• _WHAT THE TASK REQUIRES_: Look through the records below, and copy out every line that holds the string "beaded".

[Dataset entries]
# # #

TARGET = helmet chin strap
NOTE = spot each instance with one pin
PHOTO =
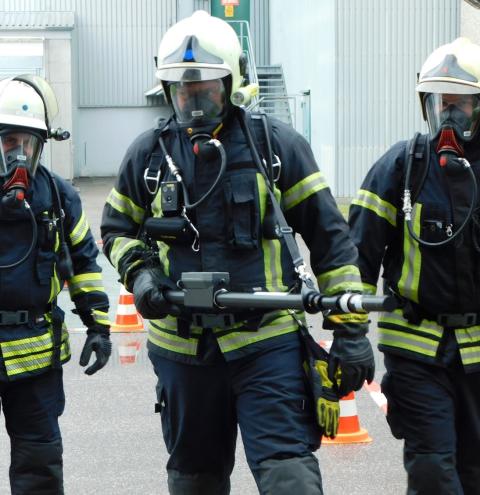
(16, 188)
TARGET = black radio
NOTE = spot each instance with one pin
(171, 198)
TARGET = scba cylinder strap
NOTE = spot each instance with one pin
(20, 317)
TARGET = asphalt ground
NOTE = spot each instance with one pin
(112, 437)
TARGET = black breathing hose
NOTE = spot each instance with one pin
(32, 244)
(407, 207)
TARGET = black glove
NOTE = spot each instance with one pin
(98, 341)
(353, 354)
(148, 287)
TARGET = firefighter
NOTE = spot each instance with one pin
(417, 214)
(46, 241)
(214, 374)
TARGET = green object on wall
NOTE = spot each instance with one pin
(231, 10)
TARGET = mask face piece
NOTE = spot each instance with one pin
(198, 103)
(19, 149)
(459, 112)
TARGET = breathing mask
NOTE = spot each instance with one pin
(20, 153)
(453, 121)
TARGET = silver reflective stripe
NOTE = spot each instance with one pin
(412, 259)
(26, 346)
(468, 335)
(171, 342)
(237, 340)
(425, 326)
(34, 362)
(407, 341)
(470, 355)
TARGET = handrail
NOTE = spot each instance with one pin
(304, 97)
(242, 28)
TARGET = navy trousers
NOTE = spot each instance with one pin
(264, 394)
(31, 408)
(437, 411)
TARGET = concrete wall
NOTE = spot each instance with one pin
(106, 135)
(308, 60)
(470, 22)
(58, 71)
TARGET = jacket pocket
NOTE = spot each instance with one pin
(435, 224)
(242, 211)
(45, 263)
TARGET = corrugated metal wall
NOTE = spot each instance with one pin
(37, 5)
(260, 30)
(380, 47)
(117, 40)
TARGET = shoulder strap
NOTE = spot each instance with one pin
(420, 163)
(153, 172)
(284, 230)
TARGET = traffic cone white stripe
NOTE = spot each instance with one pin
(348, 408)
(127, 309)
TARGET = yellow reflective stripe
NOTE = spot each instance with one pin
(171, 342)
(303, 189)
(125, 205)
(35, 362)
(271, 248)
(86, 282)
(379, 206)
(120, 246)
(470, 355)
(80, 230)
(412, 259)
(28, 345)
(101, 317)
(349, 318)
(397, 318)
(467, 335)
(345, 278)
(236, 340)
(369, 289)
(407, 341)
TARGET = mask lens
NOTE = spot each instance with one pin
(198, 102)
(19, 148)
(461, 112)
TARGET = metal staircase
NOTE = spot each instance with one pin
(273, 98)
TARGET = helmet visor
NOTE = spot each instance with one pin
(461, 112)
(19, 148)
(198, 102)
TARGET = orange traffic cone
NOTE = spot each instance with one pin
(127, 318)
(349, 430)
(128, 350)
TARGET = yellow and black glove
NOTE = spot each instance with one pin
(327, 406)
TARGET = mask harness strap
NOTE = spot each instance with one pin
(449, 151)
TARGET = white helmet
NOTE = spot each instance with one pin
(197, 49)
(452, 69)
(27, 103)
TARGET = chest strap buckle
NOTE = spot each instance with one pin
(13, 317)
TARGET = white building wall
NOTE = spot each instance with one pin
(359, 58)
(302, 39)
(106, 135)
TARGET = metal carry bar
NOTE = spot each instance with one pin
(206, 290)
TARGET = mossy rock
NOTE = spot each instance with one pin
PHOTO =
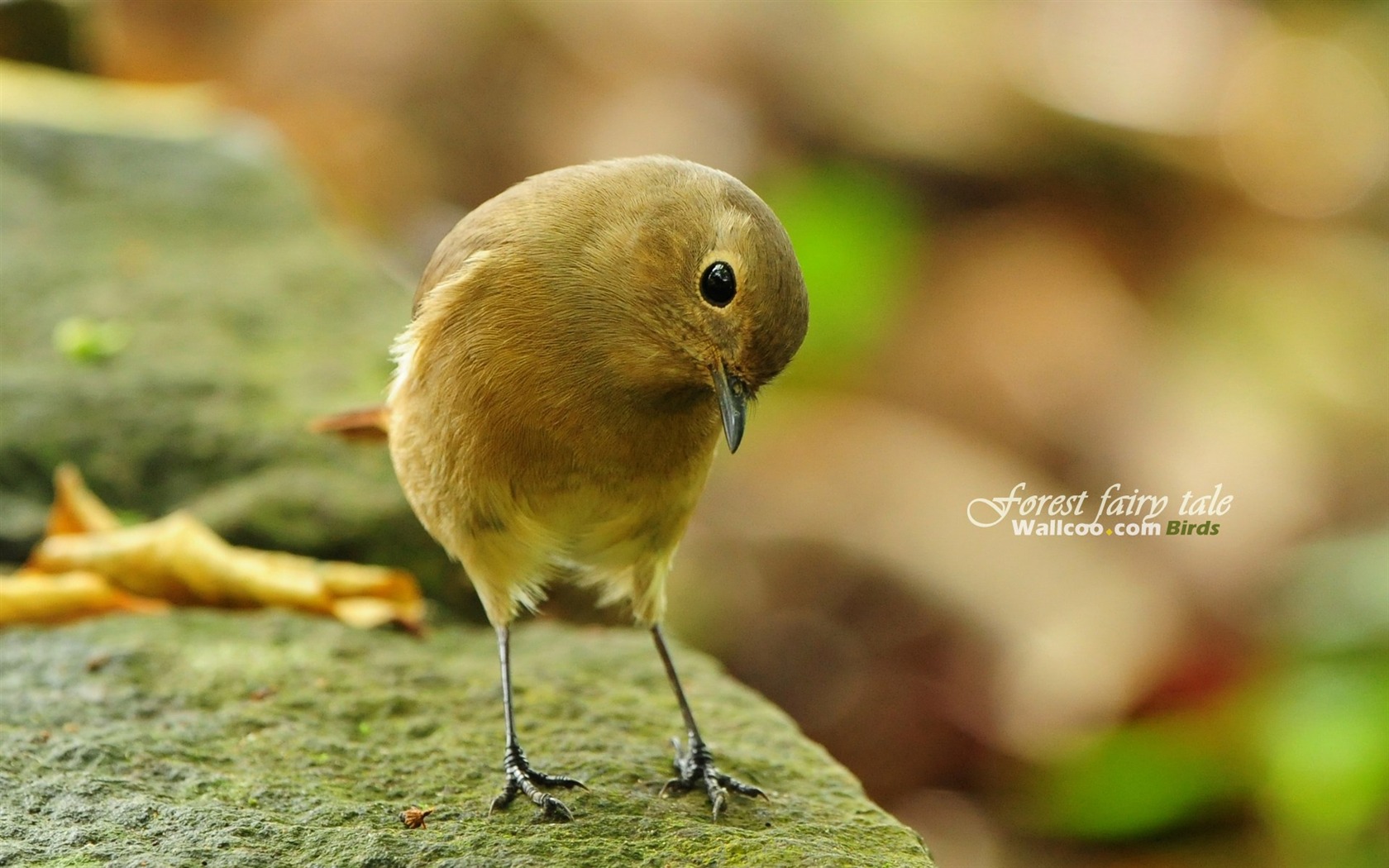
(273, 739)
(174, 312)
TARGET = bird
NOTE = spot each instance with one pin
(578, 343)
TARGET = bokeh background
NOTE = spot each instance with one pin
(1066, 243)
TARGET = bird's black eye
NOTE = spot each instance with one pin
(718, 285)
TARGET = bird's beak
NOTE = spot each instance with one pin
(733, 404)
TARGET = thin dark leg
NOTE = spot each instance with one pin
(521, 778)
(696, 764)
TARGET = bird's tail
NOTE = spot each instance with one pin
(370, 424)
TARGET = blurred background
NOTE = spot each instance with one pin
(1066, 243)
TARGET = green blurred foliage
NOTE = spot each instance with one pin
(1138, 781)
(859, 236)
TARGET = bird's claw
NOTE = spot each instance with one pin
(694, 767)
(521, 778)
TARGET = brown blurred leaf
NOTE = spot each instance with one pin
(181, 560)
(34, 598)
(75, 508)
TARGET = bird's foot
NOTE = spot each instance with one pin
(521, 778)
(696, 770)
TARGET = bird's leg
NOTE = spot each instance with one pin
(521, 778)
(694, 763)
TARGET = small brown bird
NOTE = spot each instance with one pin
(578, 343)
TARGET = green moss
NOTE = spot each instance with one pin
(173, 314)
(142, 739)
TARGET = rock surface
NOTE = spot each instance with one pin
(273, 739)
(174, 312)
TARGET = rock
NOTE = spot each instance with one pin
(274, 739)
(173, 312)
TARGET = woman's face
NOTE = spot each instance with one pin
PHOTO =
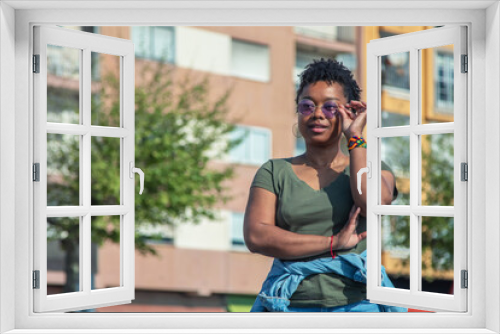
(316, 128)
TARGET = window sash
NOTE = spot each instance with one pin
(413, 42)
(86, 297)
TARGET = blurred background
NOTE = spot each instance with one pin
(212, 105)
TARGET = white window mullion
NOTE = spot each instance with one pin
(127, 221)
(86, 165)
(40, 156)
(460, 156)
(415, 170)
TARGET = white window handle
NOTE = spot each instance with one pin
(360, 173)
(141, 175)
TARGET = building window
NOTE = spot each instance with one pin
(443, 82)
(157, 43)
(250, 61)
(255, 145)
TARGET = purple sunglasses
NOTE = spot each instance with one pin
(307, 107)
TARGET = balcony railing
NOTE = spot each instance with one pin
(340, 34)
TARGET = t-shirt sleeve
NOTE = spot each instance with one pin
(385, 166)
(264, 177)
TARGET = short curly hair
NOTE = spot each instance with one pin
(331, 71)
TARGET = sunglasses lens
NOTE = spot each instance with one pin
(329, 109)
(305, 108)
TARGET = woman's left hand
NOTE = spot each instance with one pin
(353, 123)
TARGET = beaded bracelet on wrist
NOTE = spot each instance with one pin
(355, 141)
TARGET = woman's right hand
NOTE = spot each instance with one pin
(348, 237)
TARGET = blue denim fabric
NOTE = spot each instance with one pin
(285, 276)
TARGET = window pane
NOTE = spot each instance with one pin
(396, 249)
(395, 152)
(437, 169)
(63, 84)
(142, 41)
(105, 100)
(105, 171)
(63, 255)
(105, 252)
(395, 77)
(250, 61)
(437, 254)
(163, 44)
(437, 84)
(63, 169)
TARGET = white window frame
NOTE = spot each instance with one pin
(414, 43)
(483, 20)
(85, 43)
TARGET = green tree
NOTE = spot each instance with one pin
(176, 137)
(438, 189)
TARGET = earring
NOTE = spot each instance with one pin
(295, 131)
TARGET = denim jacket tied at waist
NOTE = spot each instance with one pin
(285, 276)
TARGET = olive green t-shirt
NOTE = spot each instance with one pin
(304, 210)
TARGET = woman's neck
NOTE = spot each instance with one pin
(323, 157)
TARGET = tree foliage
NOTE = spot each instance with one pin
(437, 189)
(177, 134)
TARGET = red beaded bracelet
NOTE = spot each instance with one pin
(331, 248)
(355, 141)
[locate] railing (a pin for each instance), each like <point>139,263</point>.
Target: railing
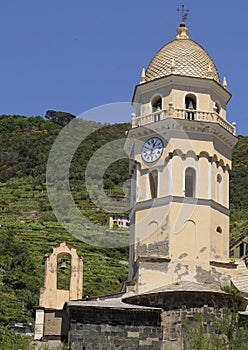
<point>187,114</point>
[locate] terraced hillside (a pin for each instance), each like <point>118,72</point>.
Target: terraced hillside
<point>29,229</point>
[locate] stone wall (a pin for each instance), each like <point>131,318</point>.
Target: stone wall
<point>109,329</point>
<point>55,325</point>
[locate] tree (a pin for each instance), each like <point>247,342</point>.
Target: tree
<point>61,118</point>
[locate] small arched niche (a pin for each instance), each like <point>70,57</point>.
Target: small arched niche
<point>153,180</point>
<point>190,105</point>
<point>156,103</point>
<point>217,107</point>
<point>63,271</point>
<point>190,182</point>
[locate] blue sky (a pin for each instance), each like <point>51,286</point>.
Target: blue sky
<point>76,55</point>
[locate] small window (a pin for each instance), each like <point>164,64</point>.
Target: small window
<point>190,182</point>
<point>219,229</point>
<point>156,104</point>
<point>217,108</point>
<point>190,106</point>
<point>219,178</point>
<point>241,250</point>
<point>153,179</point>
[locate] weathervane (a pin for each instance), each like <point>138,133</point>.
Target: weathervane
<point>184,13</point>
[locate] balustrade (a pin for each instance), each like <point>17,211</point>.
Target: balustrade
<point>188,114</point>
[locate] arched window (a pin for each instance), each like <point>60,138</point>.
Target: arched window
<point>190,106</point>
<point>217,107</point>
<point>190,182</point>
<point>219,188</point>
<point>156,104</point>
<point>63,271</point>
<point>153,180</point>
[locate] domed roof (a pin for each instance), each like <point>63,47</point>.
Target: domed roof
<point>182,56</point>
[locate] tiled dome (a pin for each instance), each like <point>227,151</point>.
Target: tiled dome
<point>183,57</point>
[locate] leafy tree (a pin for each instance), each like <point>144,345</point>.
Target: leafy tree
<point>61,118</point>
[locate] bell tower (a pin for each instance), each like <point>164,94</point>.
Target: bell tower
<point>181,148</point>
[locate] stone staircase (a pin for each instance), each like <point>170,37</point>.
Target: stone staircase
<point>241,280</point>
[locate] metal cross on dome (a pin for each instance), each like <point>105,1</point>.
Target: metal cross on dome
<point>184,12</point>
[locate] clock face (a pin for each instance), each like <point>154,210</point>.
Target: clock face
<point>152,149</point>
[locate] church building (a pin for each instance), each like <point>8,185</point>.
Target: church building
<point>180,145</point>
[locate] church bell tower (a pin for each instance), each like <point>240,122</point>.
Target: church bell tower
<point>181,148</point>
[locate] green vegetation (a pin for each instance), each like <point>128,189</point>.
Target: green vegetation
<point>239,190</point>
<point>223,333</point>
<point>29,229</point>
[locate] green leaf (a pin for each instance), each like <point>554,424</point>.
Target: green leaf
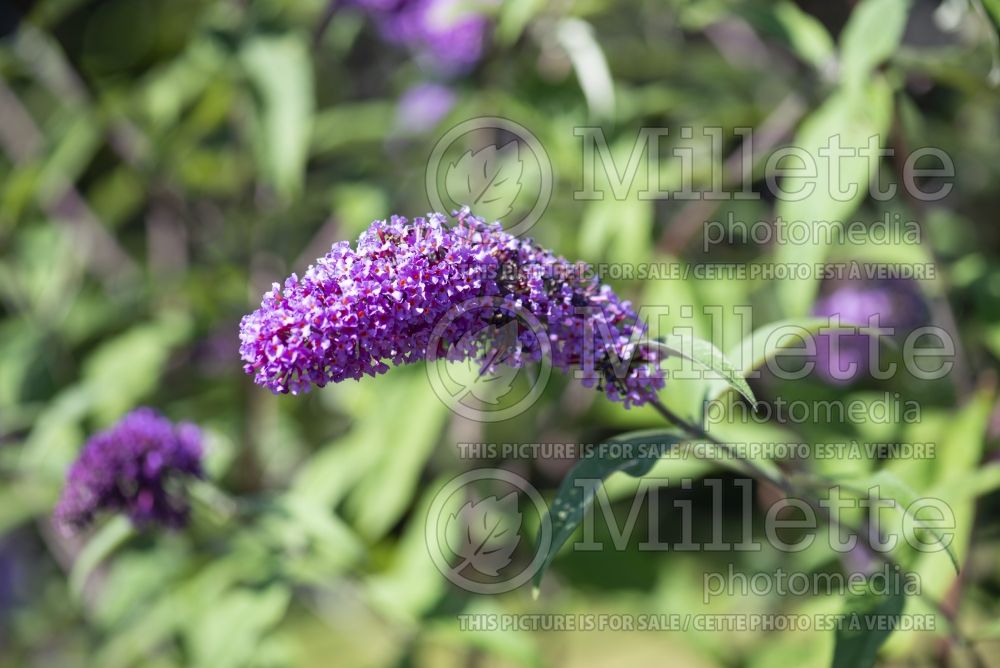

# # #

• _REPLY_:
TARGET = beaded bracelet on wrist
TARGET = red beaded bracelet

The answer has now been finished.